■ Problem requirements
Look through the data for the string "Query". Copy every line where it is found.

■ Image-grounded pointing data
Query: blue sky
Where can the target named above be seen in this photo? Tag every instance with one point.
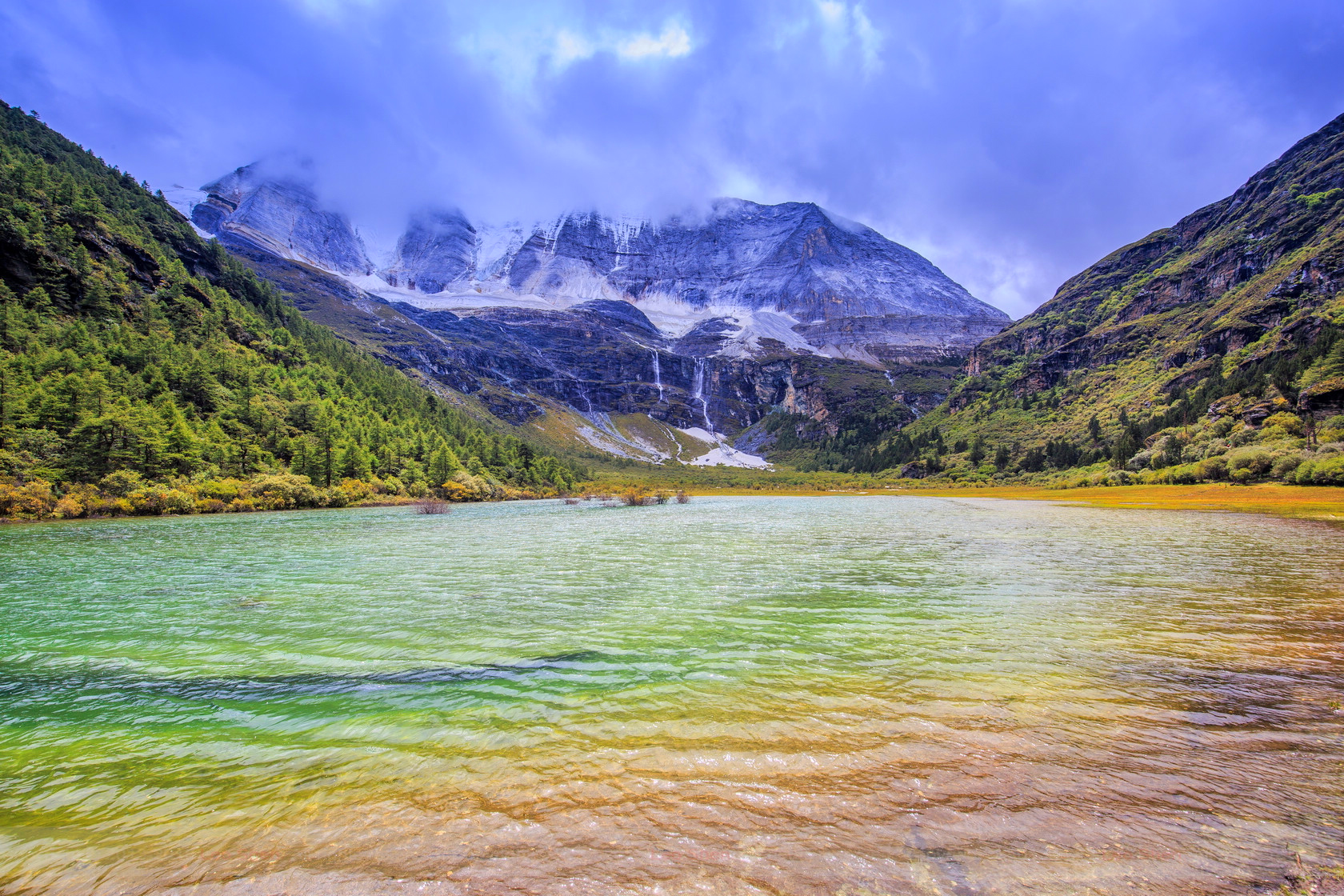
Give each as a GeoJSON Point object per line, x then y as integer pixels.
{"type": "Point", "coordinates": [1011, 142]}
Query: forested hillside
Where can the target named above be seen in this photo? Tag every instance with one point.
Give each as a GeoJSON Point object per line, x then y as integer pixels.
{"type": "Point", "coordinates": [1209, 351]}
{"type": "Point", "coordinates": [142, 368]}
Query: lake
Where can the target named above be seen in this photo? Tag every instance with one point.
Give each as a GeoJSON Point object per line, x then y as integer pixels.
{"type": "Point", "coordinates": [758, 694]}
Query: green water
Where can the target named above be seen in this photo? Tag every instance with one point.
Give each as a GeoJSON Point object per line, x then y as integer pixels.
{"type": "Point", "coordinates": [733, 696]}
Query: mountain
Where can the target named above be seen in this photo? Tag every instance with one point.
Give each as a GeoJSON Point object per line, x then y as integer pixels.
{"type": "Point", "coordinates": [792, 272]}
{"type": "Point", "coordinates": [282, 217]}
{"type": "Point", "coordinates": [1205, 351]}
{"type": "Point", "coordinates": [134, 352]}
{"type": "Point", "coordinates": [652, 340]}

■ Expected output
Query: blue sky
Query: forested hillside
Query: lake
Query: green water
Query: mountain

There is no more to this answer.